*Exercise directions*. Can you rewrite all of the entries below as a Markdown table with the columns Row and Line, giving each line its own numbered row and leaving out blank lines?

[Pointing and labeling entries]
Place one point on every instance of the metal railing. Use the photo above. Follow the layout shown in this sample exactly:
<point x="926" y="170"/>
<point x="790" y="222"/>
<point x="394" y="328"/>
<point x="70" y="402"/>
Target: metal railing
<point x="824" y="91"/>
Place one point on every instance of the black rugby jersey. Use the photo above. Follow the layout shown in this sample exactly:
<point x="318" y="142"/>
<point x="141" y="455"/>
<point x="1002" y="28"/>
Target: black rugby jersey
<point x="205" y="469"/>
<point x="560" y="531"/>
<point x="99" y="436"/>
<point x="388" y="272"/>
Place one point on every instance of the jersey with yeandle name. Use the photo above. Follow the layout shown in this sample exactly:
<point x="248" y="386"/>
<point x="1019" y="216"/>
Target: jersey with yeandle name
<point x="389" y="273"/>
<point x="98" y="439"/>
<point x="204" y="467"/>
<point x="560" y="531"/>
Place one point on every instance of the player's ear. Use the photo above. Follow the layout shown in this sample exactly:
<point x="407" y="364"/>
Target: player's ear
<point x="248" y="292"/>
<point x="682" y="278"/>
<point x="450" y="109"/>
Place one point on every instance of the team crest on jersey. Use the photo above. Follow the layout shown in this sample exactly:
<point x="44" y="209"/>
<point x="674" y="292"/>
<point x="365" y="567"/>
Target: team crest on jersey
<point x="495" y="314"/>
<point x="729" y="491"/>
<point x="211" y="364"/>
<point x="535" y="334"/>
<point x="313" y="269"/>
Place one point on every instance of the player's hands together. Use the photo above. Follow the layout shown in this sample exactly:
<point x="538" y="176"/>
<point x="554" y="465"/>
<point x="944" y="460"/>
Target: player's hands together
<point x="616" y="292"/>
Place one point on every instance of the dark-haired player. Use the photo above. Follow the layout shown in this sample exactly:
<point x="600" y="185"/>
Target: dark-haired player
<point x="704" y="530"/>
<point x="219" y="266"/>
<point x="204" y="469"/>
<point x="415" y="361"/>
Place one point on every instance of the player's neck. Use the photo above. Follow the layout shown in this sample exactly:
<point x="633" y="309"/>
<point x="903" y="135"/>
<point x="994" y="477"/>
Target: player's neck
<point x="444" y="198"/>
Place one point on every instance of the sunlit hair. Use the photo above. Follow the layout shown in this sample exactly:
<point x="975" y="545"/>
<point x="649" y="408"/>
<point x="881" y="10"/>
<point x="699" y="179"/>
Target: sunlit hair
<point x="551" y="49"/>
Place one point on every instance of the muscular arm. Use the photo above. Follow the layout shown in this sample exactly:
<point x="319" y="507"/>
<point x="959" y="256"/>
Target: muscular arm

*Answer for the task*.
| Row | Line |
|---|---|
| 1 | Place one point on every instance of the metal railing. Use the photo above. Follow the layout shown in this sample exactly: |
| 2 | <point x="926" y="170"/> |
| 3 | <point x="790" y="222"/> |
| 4 | <point x="394" y="328"/> |
| 5 | <point x="70" y="402"/> |
| 6 | Target: metal railing |
| 7 | <point x="824" y="91"/> |
| 8 | Place one point on every instance of the black rugby jersey. Use the photo above. Follow the layout shown in this sample exactly: |
| 9 | <point x="318" y="142"/> |
| 10 | <point x="141" y="455"/> |
| 11 | <point x="1002" y="28"/> |
| 12 | Target: black rugby jersey |
| 13 | <point x="205" y="469"/> |
| 14 | <point x="560" y="531"/> |
| 15 | <point x="99" y="436"/> |
| 16 | <point x="388" y="272"/> |
| 17 | Place one point on every instance of the jersey with yeandle name. Use the photo above. Follow the layout shown in this sample exactly: |
| 18 | <point x="248" y="386"/> |
| 19 | <point x="1019" y="216"/> |
| 20 | Target: jersey with yeandle name |
| 21 | <point x="389" y="273"/> |
| 22 | <point x="98" y="439"/> |
| 23 | <point x="204" y="467"/> |
| 24 | <point x="560" y="531"/> |
| 25 | Place one point on every instance of the player's ear. Use the photo above. Follow the layout shown in this sample exactly: |
| 26 | <point x="407" y="364"/> |
| 27 | Target: player's ear |
| 28 | <point x="248" y="292"/> |
| 29 | <point x="682" y="278"/> |
| 30 | <point x="450" y="109"/> |
| 31 | Place one point on every instance of the team crest on jersey. Use the photo above. Follow the layout shown in this sample exactly: |
| 32 | <point x="44" y="209"/> |
| 33 | <point x="674" y="292"/> |
| 34 | <point x="365" y="567"/> |
| 35 | Target: team crest on jersey |
| 36 | <point x="495" y="314"/> |
| 37 | <point x="729" y="491"/> |
| 38 | <point x="211" y="364"/> |
| 39 | <point x="535" y="334"/> |
| 40 | <point x="313" y="269"/> |
| 41 | Place one point on every instance of the player's hands together. Use the photo above. Follow the layout shown in this sample exactly: |
| 42 | <point x="538" y="176"/> |
| 43 | <point x="554" y="465"/> |
| 44 | <point x="944" y="460"/> |
| 45 | Target: player's hands together |
| 46 | <point x="616" y="292"/> |
| 47 | Place one point on every instance of the dark-haired player. Use the photo above. Follow the layout shown in this sample exactly: |
| 48 | <point x="600" y="185"/> |
| 49 | Target: dark-haired player |
| 50 | <point x="704" y="530"/> |
| 51 | <point x="219" y="266"/> |
| 52 | <point x="204" y="469"/> |
| 53 | <point x="415" y="361"/> |
| 54 | Place one point on every instance of the player's neck. Use the photo above. Follow the layout shown in this sample exactly: |
| 55 | <point x="633" y="309"/> |
| 56 | <point x="903" y="135"/> |
| 57 | <point x="994" y="477"/> |
| 58 | Target: player's neck |
| 59 | <point x="444" y="198"/> |
| 60 | Place one point on every instance of the sunlit hair. Use the photo above. Follow the layout shown in this sample exactly: |
| 61 | <point x="975" y="545"/> |
| 62 | <point x="649" y="408"/> |
| 63 | <point x="881" y="10"/> |
| 64 | <point x="699" y="179"/> |
| 65 | Target: sunlit hair |
| 66 | <point x="551" y="49"/> |
| 67 | Place one point on every instance of the muscular arm. Use the photo above. Follow the layout shown in this sample exactly: |
| 68 | <point x="319" y="507"/> |
| 69 | <point x="959" y="256"/> |
| 70 | Target: muscular arm |